Aufgaben -
- 1) Beantworte zum Text über den Luftangriff bei Kunduz diese Fragen:
(a) Für welchen Begriff hat Jung laut Text kein Verständnis?
(b) Was wollen die USA laut Text schon seit langem von der Bundeswehr?
(c) Welches Wort nennt der Text für die Frage nach dem Einsatz der Bundeswehr?
- 2) Setze den Text über den Luftangriff bei Kunduz nach seinem letzten Satz mit einigen Sätzen fort.

Textauszug -
____________

Darf man daraus schließen, dass das Verteidigungsministerium nicht wirklich vorhatte, je eine andere Zahl als 50 zu nennen? Ist überhaupt noch irgendwem im Ministerium bewusst, dass es sich eben nicht nur um eine Zahl, sondern um Menschenleben handelt? Für den Begriff "Tragödie" habe er kein Verständnis, sagt Jung. Das muss man sich auf der Zunge zergehen lassen: So jemandem haben wir die Verantwortung für einen Krieg in unserem Namen übertragen. Auch wenn er es immer noch nicht so nennt.

Wenn sie wenigstens nur beleidigt wären, wäre dies ja schon beschämend genug - die deutschen Befehlshaber sind zudem aber auch noch völlig weltfremd in ihrer Analyse der Situation. Eine "Retourkutsche" für zuvor geäußerte Kritik am US-amerikanischen Vorgehen sei das gewesen; die Amis wollten die Bundeswehr aus Kunduz, ja sogar ganz aus Afghanistan hinausekeln, zitiert Spon anonyme Militärs. Das ist ja nun schlicht und einfach nicht wahr: Die USA wollen bekanntlich schon seit langem mehr Engagement der Bundeswehr. Mehr Soldaten, mehr Geld, mehr Kampfeinsätze.

Von Selbstzweifel keine Spur: Kein Unrechtsbewusstsein beim Luftangriff, kein Interesse an dessen Aufklärung, kein Zurückweichen vom eigenen Propagandastandpunkt trotz weltweiter Kritik, keine Skrupel, andere der Unredlichkeit zu bezichtigen - und sich bei alledem selbst für so wichtig nehmen, dass man glaubt, die US-Generäle würden Intrigen mit der "Washington Post" spinnen, um die Bundeswehr loszuwerden. Dafür gibt es ein Wort: Hybris.

Und für die Frage nach dem Einsatz der Bundeswehr gibt es auch ein Wort: Ende.

Edit: Wenige Minuten nach diesem Post kam die Meldung, dass Jung jetzt doch nicht völlig ausschließt, dass unter den seiner Meinung nach 50 Toten eventuell vielleicht doch ein oder zwei Zivilisten gewesen sein könnten.

____________

Material -
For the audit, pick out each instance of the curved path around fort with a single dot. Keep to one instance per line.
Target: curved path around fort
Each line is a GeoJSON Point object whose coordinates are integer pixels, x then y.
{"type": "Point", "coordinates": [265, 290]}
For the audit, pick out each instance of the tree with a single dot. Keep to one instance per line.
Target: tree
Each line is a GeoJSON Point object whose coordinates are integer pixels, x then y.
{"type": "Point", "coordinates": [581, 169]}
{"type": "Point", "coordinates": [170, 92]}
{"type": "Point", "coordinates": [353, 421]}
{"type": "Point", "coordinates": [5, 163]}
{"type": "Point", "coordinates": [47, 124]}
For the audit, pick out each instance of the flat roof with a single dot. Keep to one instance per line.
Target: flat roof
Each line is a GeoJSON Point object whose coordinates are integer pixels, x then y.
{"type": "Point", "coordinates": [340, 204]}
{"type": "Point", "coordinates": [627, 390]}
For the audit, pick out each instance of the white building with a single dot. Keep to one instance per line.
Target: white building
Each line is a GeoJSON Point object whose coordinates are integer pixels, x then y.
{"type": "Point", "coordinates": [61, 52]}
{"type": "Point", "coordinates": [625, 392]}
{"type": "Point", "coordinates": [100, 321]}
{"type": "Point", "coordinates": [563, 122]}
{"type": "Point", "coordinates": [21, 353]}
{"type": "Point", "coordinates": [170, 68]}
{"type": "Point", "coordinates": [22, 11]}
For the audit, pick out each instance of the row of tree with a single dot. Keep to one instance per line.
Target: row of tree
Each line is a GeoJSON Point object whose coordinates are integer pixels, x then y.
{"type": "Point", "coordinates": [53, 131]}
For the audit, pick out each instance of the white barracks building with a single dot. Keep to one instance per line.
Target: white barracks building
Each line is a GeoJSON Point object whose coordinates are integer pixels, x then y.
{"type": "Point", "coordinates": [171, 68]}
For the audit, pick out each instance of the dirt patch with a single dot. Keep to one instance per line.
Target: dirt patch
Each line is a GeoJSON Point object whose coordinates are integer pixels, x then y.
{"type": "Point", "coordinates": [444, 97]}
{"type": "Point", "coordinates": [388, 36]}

____________

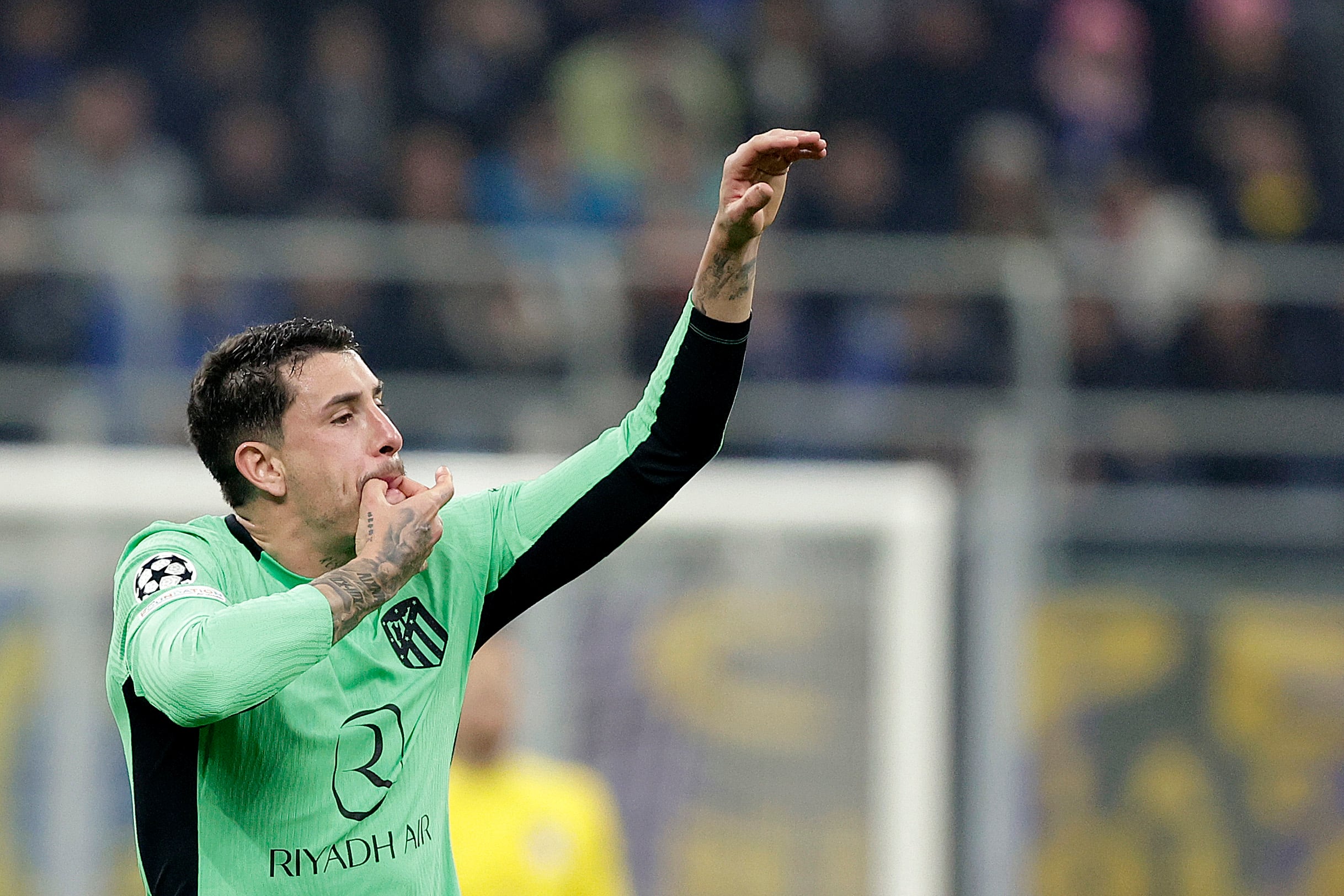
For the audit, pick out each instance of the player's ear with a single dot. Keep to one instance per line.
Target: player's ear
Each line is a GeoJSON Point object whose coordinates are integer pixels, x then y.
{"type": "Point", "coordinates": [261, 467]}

____________

Antworten -
- 1)
(a) Für den Begriff „Tragödie“.
(b) Mehr Engagement der Bundeswehr: mehr Soldaten, mehr Geld, mehr Kampfeinsätze.
(c) Ende.

- 2)
1 Kommentar:

juwi hat gesagt…

Nachdem ich begriffen hatte, was die da angerichtet haben, und dann die Dummschwätzerei von unserem Kriegsherrn Jung hörte, war ich schon auf dem Weg zum PC, um einen Artikel zu schreiben. Ich habe dann aber bisher davon abgesehen, weil ich erst andere Quellen zum Hergang und zu den Toten hören wollte. Wenn ich eines aus den vergangenen und teilweise noch andauernden Kriegen gelernt habe, dann, dass immer kräftig an der Wahrheit gedreht, belogen und betrogen wird.

Inzwischen habe ich das Gefühl, dass ich den Quellen, die von einer höheren Zahl verletzter und toter Menschen sprechen, eher vertrauen kann, als einem Herrn Jung, der ohne Kenntnis des Hergangs sofort meinte, seinem ach so tollen Offizier den Rücken stärken zu müssen. Immer schön nach dem Motto: "Es ist nicht, was nicht sein darf".

Mir wird speiübel, wenn ich beobachte, wie wir alle von denen da oben langsam aber sicher in diesen Strudel der Gewalt hineingezogen werden. "Deutschland wird am Hindukusch verteidigt": Wenn ich diesen Schwachsinn schon höre! Stattdessen geben die mit jedem toten Zivilisten den Terroristen eine Stallvorlage dafür, dass die endlich auch in Deutschland zuschlagen können.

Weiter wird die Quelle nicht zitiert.